Tayssir John Gabbour
Wednesday, November 5, 2003
>Has anyone ever noticed that ...
Noticed? Nope. Read about it. Yes! In books obliquely related to quantum physics, parasychology, or Deepak Chopra stuff, synchrodestiny and quasi-scientific, quasi-spiritual literature you come accross vague contentions of the kind. Never experienced a feeling of being pulled down though.
>or lack of particles in the universe,
????
>Even in the imaginary realm of software, there is a limit to what we can know and achieve. Some entity keeps knocking down the tower of Babel, and perhaps that entity should be defined as God.
On the contrary, I'd say, given that we are all limited in the amount of information the 2 billion neurons can hold, given the implicit assumption of the improbability of transcendence of the intellect into the realms beyond reasoning, given the fact that information in itself is a function of the mind, given that information is thus unlimited, I STILL see there is a fostering force that pulls us upwards by an act of "inspiration" when the human brain would suddenly meet with the answer to an otherwise improbable situation as in the case of Sir Isac Newton and the apple, or Archimedis running out of the bath tub in a spark of the moment as if ignited by compulsion. There is something that wants you to know more than you thought you could. That something might be explained by agnostics as "inspiration". It occurs when you get the answer in a spur-of-the-moment while there are no coherent thoughts of persuasion to the problem under question right before or after the brain-wave that answers the question.

• Tasks
A) Repeat the part of the forum post that opens with the words containing "Tayssir John Gabbour" and closes with "pulled down though.".
B) In the forum post, what might agnostics call the something that wants you to know more than you thought you could?
C) Write the next part of the forum post, picking up after its final sentence.
These records come from a different source than the forum post.

Region labeling items:
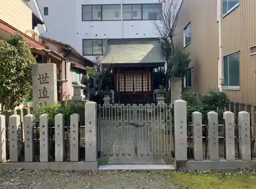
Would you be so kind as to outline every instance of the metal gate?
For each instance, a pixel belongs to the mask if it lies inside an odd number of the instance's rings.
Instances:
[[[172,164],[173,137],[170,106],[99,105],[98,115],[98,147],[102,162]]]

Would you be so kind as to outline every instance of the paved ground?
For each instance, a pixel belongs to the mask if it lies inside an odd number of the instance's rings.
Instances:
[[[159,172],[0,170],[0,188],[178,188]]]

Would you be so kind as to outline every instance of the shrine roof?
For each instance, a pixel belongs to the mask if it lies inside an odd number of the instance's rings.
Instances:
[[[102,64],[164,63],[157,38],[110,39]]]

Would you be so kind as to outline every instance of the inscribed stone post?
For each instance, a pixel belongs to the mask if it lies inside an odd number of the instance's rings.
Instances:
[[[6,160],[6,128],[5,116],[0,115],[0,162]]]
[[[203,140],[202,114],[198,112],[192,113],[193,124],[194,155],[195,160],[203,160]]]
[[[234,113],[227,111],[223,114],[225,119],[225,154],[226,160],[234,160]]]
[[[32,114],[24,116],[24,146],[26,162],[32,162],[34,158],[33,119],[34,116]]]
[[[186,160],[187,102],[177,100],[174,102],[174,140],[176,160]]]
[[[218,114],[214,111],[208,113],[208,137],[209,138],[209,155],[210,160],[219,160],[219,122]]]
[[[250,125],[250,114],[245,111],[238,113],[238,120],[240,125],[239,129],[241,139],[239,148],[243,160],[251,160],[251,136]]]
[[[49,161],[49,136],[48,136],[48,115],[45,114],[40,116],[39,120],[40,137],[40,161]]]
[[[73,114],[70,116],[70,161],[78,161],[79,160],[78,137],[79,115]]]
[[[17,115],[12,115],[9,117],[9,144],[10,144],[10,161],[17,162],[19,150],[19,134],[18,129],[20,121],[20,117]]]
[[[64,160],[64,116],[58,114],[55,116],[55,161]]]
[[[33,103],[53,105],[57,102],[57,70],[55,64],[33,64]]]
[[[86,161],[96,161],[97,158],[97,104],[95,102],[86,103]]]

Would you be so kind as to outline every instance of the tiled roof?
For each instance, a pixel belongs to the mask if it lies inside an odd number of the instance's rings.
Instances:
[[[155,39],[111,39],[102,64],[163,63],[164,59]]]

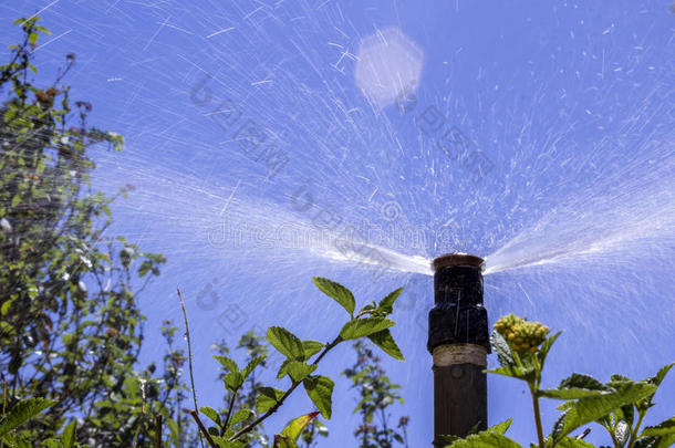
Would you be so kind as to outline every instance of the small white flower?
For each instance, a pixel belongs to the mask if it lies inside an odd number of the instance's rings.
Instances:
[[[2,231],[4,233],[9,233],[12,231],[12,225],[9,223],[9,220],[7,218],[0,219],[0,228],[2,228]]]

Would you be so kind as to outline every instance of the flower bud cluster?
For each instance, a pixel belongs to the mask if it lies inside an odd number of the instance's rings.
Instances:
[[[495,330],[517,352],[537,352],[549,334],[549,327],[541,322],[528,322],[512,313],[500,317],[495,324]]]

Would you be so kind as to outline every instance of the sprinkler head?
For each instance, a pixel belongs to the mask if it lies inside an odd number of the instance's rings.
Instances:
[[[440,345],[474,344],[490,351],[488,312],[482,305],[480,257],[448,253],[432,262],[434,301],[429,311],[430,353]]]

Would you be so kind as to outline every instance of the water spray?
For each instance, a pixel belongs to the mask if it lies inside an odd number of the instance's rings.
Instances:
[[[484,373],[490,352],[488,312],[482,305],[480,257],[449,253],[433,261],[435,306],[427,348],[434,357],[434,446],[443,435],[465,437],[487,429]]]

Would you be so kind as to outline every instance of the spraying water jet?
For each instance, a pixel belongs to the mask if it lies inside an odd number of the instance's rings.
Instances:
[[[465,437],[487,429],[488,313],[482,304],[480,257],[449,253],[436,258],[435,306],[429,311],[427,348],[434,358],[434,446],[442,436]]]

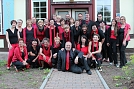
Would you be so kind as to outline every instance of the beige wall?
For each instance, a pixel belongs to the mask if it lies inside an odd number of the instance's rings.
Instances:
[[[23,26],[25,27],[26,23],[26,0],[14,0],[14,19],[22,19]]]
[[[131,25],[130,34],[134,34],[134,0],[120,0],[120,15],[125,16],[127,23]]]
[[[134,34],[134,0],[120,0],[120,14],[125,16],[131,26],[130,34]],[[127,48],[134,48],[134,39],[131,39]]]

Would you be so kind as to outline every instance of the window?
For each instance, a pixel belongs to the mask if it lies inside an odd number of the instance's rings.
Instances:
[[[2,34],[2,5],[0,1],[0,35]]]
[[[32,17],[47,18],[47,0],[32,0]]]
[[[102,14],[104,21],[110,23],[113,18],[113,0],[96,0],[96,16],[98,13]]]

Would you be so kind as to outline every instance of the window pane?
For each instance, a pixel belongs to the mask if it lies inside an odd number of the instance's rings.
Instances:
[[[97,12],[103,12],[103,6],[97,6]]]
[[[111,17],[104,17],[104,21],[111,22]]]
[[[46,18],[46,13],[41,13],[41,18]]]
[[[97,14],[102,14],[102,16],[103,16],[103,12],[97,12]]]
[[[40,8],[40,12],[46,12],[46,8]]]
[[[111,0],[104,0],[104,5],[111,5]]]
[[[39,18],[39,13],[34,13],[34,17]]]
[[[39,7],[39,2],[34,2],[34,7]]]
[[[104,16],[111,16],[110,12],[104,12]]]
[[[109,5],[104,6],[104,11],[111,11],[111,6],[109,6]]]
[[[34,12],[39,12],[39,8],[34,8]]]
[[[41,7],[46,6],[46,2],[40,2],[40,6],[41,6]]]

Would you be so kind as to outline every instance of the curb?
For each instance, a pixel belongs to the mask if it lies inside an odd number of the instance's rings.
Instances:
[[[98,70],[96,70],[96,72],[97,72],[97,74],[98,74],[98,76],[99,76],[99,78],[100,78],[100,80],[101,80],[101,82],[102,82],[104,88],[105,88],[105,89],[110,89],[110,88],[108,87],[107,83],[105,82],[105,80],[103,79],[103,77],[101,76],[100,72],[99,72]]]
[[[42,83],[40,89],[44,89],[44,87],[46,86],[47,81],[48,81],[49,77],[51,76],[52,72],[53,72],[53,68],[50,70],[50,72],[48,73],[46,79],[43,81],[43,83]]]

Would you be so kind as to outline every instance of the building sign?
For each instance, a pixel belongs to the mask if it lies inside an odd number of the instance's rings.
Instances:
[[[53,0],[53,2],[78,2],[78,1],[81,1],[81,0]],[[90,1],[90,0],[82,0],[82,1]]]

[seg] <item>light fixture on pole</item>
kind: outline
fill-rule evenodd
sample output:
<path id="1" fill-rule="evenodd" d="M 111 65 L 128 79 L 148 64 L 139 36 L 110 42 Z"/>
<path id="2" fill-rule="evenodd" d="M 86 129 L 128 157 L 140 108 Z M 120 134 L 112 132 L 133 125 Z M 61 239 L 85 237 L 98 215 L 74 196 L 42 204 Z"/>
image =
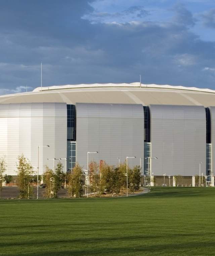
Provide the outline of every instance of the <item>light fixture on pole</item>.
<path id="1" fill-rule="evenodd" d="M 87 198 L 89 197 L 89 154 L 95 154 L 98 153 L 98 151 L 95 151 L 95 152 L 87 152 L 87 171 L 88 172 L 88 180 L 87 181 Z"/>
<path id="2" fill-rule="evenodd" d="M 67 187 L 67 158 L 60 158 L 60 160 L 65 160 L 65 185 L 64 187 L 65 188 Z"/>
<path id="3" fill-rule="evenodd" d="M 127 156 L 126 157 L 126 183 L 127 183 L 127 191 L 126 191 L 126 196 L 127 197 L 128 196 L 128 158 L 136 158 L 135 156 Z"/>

• Final answers
A)
Tayssir John Gabbour
Wednesday, November 5, 2003
>Has anyone ever noticed that ...
Noticed? Nope. Read about it. Yes! In books obliquely related to quantum physics, parasychology, or Deepak Chopra stuff, synchrodestiny and quasi-scientific, quasi-spiritual literature you come accross vague contentions of the kind. Never experienced a feeling of being pulled down though.

B) Inspiration.

C)
Sathyaish Chakravarthy
Wednesday, November 5, 2003
Blank name, if you think that people here are incapable of talking about this, if it will spark a religious debate (which ironically it is), then we can end this discussion. I have no interest in the sort of discussion that looks like a troll had been around.
A few things probably led to this post. I had been studying the Israeli-Palestinian conflict, which included some background on peoples' need for religious fulfillment. Further, I'd been reading a book on AI, where you see very quickly how a lot of dreams had been dashed or at least frustrated by certain holes in the power of computation.
You know Gnu usually uses words like "good" and "evil" not in their ordinary emotionally loaded meanings, but as labels of discrete ethical states? I was thinking of God (or G-d) in a similar way. After coding a while, don't you start noticing these odd things? Or maybe it's true what they say, that lisp programming turns people strange. I was just wondering if people perceived this odd hole like I do, and perhaps this could link to peoples' deeper feelings on religion on a technical level. After all, if programmers don't connect philosophy with their work, they're just too boring to hang around with. It would then be all about O'Reilly books and syntax issues, nothing upon which to base a lifelong profession.
I am pretty sure Knuth has some words about this...
Tayssir John Gabbour
Wednesday, November 5, 2003
Knuth's talks on God and Computing are all online as Mp3s and realvideo here: http://technetcast.ddj.com/tnc_program.html?program_id=50
Matthew Lock
Wednesday, November 5, 2003
I suggest some reading of works by Kurt Godel.
Tapiwa
Wednesday, November 5, 2003
If the universe is infinite, or even if it's huge, it would be exceedingly difficult to know all of it, though we're trying and may be on the cusp of developing a Theory of Everything.
Your discussion of attempts at AI I think don't point at our lack of understanding of the somewhat more limited world of computing, but rather at our lack of understanding of the human mind.
I don't think either points to a God any more than me not being able to drink the entirety of the ocean does.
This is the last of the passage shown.